TOKYO – Subaru is developing new versions of its trademark EyeSight driver assist system that will leverage artificial intelligence to deliver autonomous driving and auto parking.
The all-wheel-drive niche player plans to introduce the new setups from 2025. The technology will build upon Subaru’s stereo camera system and use artificial intelligence to improve computer recognition in hard-to-see situations, such as when road lane markers are covered in snow.
Future versions will use over-the-air updates, though Subaru did not detail a timeline for that.
The systems are being created, in part, at a new artificial intelligence development center where engineers are using machine learning to deliver better safety features at a faster pace.
The Subaru Lab, nestled in Tokyo’s techy Shibuya neighborhood, opened in December 2020 and is now ramping up operations with the pandemic slowdown in the rearview mirror.
Eiji Shibata, director of Subaru Lab and a senior program manager at the engineering unit, outlined the latest safety technology steps in a briefing on Wednesday.
Further evolution of EyeSight is a critical brand differentiator for Subaru, he said.
“Subaru’s approach is how to reduce traffic accident fatalities to zero as soon as possible rather than focusing on autonomous driving,” Shibata said.
In June, Tokyo-based Subaru reached a milestone of selling 5 million vehicles equipped with EyeSight systems, since introducing the technology in 2008. Today, EyeSight equipped models account for about 91 percent of Subaru’s sales worldwide, and 96 percent in the U.S.
Subaru’s moves are part of the company’s long-term ambition to achieve zero road fatalities by 2030 among people involved in collisions with the brand’s vehicles.

■ TASK GOAL:
Answer these questions from the article on Subaru's EyeSight plans:
1. From what year does Subaru plan to introduce the new setups?
2. When did the Subaru Lab open?
3. What share of Subaru's U.S. sales do EyeSight-equipped models account for?

■ MATERIAL SUPPLIED:
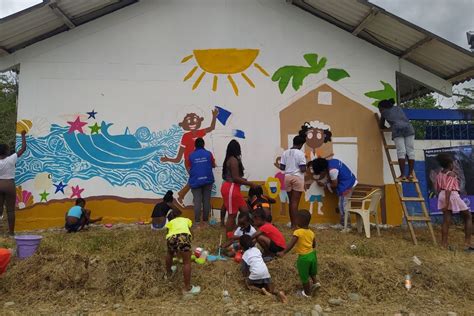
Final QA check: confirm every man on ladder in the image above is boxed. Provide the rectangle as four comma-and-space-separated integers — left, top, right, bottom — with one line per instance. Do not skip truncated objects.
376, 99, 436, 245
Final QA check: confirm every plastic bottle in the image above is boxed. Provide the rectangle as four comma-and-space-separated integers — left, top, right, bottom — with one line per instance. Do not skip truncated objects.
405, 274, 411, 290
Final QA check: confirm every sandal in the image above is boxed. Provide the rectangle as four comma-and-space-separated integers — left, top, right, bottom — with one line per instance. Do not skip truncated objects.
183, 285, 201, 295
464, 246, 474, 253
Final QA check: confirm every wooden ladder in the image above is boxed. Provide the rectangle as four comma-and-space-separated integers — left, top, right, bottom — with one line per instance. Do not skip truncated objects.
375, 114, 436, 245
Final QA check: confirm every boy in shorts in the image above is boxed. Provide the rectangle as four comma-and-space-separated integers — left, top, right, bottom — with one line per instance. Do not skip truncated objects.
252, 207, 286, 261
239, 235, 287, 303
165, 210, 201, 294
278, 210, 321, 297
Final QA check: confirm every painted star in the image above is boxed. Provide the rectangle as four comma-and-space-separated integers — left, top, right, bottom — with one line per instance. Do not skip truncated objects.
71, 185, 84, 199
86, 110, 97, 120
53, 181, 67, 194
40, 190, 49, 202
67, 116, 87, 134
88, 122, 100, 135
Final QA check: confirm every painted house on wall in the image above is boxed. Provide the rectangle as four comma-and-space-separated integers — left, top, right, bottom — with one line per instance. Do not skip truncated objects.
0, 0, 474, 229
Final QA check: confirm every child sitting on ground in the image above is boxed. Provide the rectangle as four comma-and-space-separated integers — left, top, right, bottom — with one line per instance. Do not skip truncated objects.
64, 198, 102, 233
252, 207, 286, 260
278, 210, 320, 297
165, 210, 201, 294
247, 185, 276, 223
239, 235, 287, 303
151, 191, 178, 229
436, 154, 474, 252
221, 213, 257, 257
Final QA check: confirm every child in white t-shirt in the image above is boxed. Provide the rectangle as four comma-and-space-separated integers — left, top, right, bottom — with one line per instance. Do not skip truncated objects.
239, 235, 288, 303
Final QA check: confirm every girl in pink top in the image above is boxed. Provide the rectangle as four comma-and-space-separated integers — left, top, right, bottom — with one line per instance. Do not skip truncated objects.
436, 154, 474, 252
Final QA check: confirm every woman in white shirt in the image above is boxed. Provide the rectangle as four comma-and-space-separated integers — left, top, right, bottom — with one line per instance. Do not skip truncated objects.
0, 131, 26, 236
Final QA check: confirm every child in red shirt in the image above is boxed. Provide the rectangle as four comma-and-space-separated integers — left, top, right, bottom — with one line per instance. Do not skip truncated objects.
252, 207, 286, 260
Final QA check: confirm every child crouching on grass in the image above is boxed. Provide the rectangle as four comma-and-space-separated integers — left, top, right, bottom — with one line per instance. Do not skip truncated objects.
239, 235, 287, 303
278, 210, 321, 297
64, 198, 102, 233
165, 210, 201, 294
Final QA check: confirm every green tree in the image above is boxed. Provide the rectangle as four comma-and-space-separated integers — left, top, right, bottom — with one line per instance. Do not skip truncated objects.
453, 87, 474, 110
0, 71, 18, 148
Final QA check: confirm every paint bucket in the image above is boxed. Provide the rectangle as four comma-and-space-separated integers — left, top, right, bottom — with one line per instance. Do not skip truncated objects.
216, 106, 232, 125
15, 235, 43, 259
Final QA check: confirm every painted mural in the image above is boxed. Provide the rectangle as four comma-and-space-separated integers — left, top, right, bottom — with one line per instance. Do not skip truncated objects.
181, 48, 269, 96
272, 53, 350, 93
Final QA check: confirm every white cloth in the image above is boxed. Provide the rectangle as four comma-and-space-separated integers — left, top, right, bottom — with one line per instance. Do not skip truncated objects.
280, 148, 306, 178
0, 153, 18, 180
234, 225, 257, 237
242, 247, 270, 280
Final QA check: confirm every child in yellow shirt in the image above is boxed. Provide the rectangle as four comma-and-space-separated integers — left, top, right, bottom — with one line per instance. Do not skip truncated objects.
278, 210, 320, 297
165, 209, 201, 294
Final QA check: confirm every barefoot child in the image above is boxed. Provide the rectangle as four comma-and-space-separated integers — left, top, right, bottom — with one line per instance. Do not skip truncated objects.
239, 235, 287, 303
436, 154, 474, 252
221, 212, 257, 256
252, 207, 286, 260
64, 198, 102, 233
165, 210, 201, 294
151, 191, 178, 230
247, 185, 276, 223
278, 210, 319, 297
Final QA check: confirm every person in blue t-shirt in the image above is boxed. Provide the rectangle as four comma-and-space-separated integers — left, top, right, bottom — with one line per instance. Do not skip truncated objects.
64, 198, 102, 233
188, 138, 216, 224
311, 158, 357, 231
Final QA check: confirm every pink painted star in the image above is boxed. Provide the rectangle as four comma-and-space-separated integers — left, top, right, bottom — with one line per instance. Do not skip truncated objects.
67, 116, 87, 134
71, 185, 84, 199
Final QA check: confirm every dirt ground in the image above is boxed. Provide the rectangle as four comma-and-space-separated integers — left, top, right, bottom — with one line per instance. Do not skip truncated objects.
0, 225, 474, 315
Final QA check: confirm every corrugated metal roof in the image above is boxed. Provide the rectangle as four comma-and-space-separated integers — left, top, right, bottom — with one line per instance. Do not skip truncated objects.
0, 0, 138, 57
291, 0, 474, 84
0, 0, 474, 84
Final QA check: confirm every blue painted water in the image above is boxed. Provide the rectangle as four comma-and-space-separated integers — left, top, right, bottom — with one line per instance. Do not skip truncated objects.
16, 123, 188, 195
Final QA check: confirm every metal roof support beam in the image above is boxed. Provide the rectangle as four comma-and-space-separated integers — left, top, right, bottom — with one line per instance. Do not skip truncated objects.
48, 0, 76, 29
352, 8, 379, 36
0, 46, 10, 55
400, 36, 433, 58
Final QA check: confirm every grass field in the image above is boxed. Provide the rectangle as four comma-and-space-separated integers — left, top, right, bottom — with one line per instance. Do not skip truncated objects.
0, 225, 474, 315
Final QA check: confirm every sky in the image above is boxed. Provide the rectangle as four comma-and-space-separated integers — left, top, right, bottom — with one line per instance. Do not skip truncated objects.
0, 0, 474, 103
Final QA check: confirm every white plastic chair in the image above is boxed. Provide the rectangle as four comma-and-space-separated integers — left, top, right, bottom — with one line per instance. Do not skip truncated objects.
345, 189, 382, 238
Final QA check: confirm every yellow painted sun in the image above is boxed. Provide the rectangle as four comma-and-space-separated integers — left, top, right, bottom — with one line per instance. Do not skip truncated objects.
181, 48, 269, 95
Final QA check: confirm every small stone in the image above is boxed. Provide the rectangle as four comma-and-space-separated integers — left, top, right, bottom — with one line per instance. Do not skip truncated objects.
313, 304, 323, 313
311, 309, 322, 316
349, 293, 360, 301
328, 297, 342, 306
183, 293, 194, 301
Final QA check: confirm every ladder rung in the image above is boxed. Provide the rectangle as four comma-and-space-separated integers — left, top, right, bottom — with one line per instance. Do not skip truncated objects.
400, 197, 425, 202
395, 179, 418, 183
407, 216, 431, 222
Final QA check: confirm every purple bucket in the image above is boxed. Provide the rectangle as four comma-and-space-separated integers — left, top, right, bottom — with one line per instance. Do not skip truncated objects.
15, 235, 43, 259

■ EXERCISE RESPONSE:
1. 2025
2. December 2020
3. About 96 percent